= Directive =
Recast every line of the material below as a JSON list of strings, one string per line, omitting blank lines. Leave the pictures out of the answer.

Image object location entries

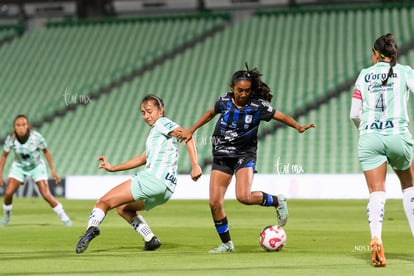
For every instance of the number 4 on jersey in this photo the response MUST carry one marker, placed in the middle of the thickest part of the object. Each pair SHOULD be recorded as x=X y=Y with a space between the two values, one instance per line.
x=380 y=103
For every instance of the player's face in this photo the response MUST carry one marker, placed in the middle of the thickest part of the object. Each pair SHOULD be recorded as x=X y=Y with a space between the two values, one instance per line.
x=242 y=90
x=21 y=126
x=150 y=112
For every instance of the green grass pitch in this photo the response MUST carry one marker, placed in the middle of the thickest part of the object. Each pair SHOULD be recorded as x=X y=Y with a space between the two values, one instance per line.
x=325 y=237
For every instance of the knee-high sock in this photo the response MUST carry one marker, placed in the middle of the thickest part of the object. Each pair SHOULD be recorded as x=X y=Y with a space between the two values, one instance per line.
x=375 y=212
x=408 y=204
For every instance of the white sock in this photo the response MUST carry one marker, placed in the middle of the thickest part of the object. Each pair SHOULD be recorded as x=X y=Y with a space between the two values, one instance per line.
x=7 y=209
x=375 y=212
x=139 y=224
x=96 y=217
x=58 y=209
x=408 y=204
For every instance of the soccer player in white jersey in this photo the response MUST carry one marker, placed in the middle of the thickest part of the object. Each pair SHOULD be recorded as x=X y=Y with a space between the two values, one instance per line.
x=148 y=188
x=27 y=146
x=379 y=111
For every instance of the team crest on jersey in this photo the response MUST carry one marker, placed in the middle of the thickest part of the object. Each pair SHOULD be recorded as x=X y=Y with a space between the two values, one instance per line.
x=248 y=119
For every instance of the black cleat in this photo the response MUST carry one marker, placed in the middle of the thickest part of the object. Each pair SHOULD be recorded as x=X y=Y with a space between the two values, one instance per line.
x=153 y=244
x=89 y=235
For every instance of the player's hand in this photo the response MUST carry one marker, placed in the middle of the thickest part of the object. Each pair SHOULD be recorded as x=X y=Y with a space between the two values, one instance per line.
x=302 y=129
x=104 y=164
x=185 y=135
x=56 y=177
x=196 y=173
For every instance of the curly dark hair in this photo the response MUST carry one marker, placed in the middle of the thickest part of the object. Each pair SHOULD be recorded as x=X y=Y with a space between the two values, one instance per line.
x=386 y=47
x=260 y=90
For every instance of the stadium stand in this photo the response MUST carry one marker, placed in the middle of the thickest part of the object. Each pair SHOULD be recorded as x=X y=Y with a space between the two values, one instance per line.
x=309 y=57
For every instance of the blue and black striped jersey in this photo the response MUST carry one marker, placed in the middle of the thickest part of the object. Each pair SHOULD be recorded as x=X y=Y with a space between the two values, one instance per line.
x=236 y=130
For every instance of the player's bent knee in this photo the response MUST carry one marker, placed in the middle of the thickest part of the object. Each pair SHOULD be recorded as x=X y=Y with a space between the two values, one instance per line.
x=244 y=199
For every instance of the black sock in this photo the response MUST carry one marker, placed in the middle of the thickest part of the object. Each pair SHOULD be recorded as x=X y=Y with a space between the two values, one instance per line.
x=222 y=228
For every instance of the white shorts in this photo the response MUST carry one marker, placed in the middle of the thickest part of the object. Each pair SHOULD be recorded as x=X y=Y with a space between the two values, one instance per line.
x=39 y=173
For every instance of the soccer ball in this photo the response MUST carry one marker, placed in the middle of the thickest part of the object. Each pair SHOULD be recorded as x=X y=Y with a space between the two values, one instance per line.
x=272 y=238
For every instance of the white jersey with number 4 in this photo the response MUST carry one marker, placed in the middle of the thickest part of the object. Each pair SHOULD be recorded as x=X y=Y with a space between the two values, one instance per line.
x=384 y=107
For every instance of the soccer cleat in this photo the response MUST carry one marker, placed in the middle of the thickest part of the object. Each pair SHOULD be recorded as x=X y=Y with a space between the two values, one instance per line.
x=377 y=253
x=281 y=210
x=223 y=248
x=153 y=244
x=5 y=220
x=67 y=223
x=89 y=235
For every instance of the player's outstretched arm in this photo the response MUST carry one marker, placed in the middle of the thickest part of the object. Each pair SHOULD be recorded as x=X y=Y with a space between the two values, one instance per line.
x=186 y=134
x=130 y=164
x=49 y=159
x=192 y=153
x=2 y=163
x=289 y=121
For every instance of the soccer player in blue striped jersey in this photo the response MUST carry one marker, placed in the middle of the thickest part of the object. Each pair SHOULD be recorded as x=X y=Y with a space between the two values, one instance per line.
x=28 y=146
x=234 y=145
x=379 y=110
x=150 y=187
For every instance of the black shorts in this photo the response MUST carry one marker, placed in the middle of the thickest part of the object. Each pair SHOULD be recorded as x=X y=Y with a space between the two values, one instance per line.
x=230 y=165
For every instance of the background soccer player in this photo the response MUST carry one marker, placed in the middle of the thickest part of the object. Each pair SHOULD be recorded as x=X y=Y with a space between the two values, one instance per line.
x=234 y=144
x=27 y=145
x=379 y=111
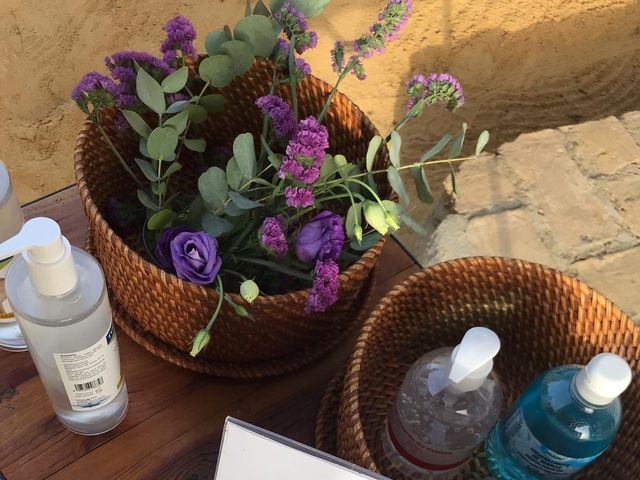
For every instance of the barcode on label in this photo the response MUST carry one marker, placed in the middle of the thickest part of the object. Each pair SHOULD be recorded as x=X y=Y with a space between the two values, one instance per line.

= Answer to this task =
[
  "For every instance of the number 4 on jersey in this photo the response MUST carry one marker, placed in the middle of the thickest part of the object. Each pair SHOULD be recorded as x=X y=Y with a space between the two values, one instance per line.",
  "x=380 y=103",
  "For every instance of the player's face in this photo the response MUST carry one marker, placed in the middle of the thickest part of the object. Each pair SHOULD be recorded as x=X y=Y with a space between the two values, one instance per line.",
  "x=242 y=90",
  "x=21 y=126",
  "x=150 y=112",
  "For every instance of the green grass pitch in this photo the response MUST carry one marker, placed in the middle of the thickest part of the object. Each pair SHOULD be recorded as x=X y=Y with a space between the two values, one instance per line.",
  "x=325 y=237",
  "For every instance of the knee-high sock in this photo the response MUST carry one marker, placed in the middle of the thickest part of the object. Each pair SHOULD be recorded as x=X y=Y with a space between the two values, one instance per line.",
  "x=375 y=212",
  "x=408 y=204",
  "For every instance of the white sock in this photo the response MUST carry one marker, placed in the middle of the thickest part of the object. Each pair SHOULD be recorded as x=X y=Y with a space between the two values, one instance per line.",
  "x=7 y=209",
  "x=375 y=212",
  "x=139 y=224",
  "x=96 y=217",
  "x=58 y=209",
  "x=408 y=204",
  "For every instance of the soccer player in white jersey in this photo the response MUST carry one marker, placed in the middle of the thickest part of the object. Each pair SHOULD be recorded as x=X y=Y with a space between the two values, one instance per line.",
  "x=148 y=188",
  "x=27 y=146",
  "x=379 y=111",
  "For every instance of the team crest on jersey in this photo the response MUST carry one marker, placed in the middle of the thickest part of the object. Each pair SHOULD be recorded as x=X y=Y with a space between the two values, one instance per line.",
  "x=248 y=119",
  "For every instance of the black cleat in this photo the response MUST carry one marker, placed in the middle of the thickest part of the object. Each pair SHOULD be recorded as x=X y=Y with a space between the two values, one instance per line.",
  "x=153 y=244",
  "x=89 y=235",
  "For every instance of the player's hand in this photo the response MUST carry one marker, placed in the middle of the thickest part of the object. Each pair SHOULD be recorded as x=X y=Y with a space between the two values, one instance per line.",
  "x=302 y=129",
  "x=104 y=164",
  "x=185 y=135",
  "x=56 y=177",
  "x=196 y=173",
  "For every instance of the curly dark hair in this photo the response MUST carry one marker, placed in the middle of the thickest part of the object. Each pair SHOULD be recorded as x=X y=Y with a space between the two values, one instance per line.",
  "x=386 y=47",
  "x=260 y=90",
  "For every instance of the stadium stand in this photo the response MUST carry one marker, placed in the middle of the thickest part of the object. Each pair SHOULD be recorded as x=X y=Y with a space between the two values, one instance per line.",
  "x=309 y=57",
  "For every instance of the blue and black striped jersey in this photo the response MUST carry one marker, placed in the middle of the thickest part of the object. Each pair SHOULD be recorded as x=X y=Y with a space between the two values, one instance per line.",
  "x=236 y=130",
  "For every instance of the player's bent knee in this photo the response MUST carry one marker, placed in the middle of the thickest part of the object. Each pair SHOULD be recorded as x=X y=Y with a space between the two values, one instance per line.",
  "x=244 y=199",
  "For every instance of the black sock in this photo the response MUST carry one marker, placed in the middle of the thickest part of the object. Each pair SHOULD be recorded as x=X y=Y with a space between the two values, one instance per line.",
  "x=222 y=228",
  "For every instance of the white shorts in this photo the response MUST carry one marker, placed in the middle of the thickest part of the object. Each pair SHOULD be recorded as x=X y=Y with a space between the two values, one instance per line.",
  "x=39 y=173",
  "For every instance of the soccer ball in this photo the response MUST carry one marker, placed in the middle of the thickest part of the object. Each pair SHOULD be recorded as x=X y=Y with a space between the two values, one instance per line.",
  "x=272 y=238",
  "For every instance of the white jersey with number 4 in this photo the response MUST carry one marker, placed in the middle of the thickest part of the object. Each pair SHOULD be recorded as x=X y=Y with a space between the two values, one instance per line.",
  "x=384 y=107",
  "For every instance of the soccer cleat in this photo the response MUST carry one marker, placed in the middle of the thickest part of the object. Each pair SHOULD be recorded as x=X y=Y with a space between the two values, one instance per line.",
  "x=377 y=253",
  "x=281 y=210",
  "x=223 y=248",
  "x=153 y=244",
  "x=5 y=220",
  "x=67 y=223",
  "x=89 y=235",
  "For every instance of the player's outstretched arm in this photo the response MUST carry one marker, placed in the middle of the thickest part of the object. Each pair SHOULD be recorded as x=X y=Y with a space between the two values, one instance per line.",
  "x=186 y=134",
  "x=130 y=164",
  "x=49 y=159",
  "x=192 y=153",
  "x=2 y=163",
  "x=289 y=121",
  "For every instance of the soccer player in blue striped jersey in this photo the response MUST carry one marker, placed in the middle of the thickest part of the object. Each pair SHOULD be recorded as x=X y=Y with a space between the two values, one instance per line.",
  "x=28 y=146",
  "x=234 y=145",
  "x=379 y=110",
  "x=150 y=187",
  "For every instance of the black shorts in this photo the response MUST carry one marker, placed in the middle of the thickest part of the object. Each pair SHOULD be recorded as x=X y=Y with a space between the two values, one instance per line.",
  "x=230 y=165",
  "For every instance of the background soccer player in this photo the response MUST carry one marker, placed in the middle of the thickest part of the object. Each pair SHOULD be recorded as x=X y=Y with a space between the two values, one instance per line.",
  "x=234 y=144",
  "x=27 y=145",
  "x=379 y=111",
  "For every instance of the barcode on label in this photo the response MUST carry one marker, placed in the middle of the thickest part of the object. Each pair SHOULD be recorded as x=X y=Y with a space between the two values, one instance per line."
]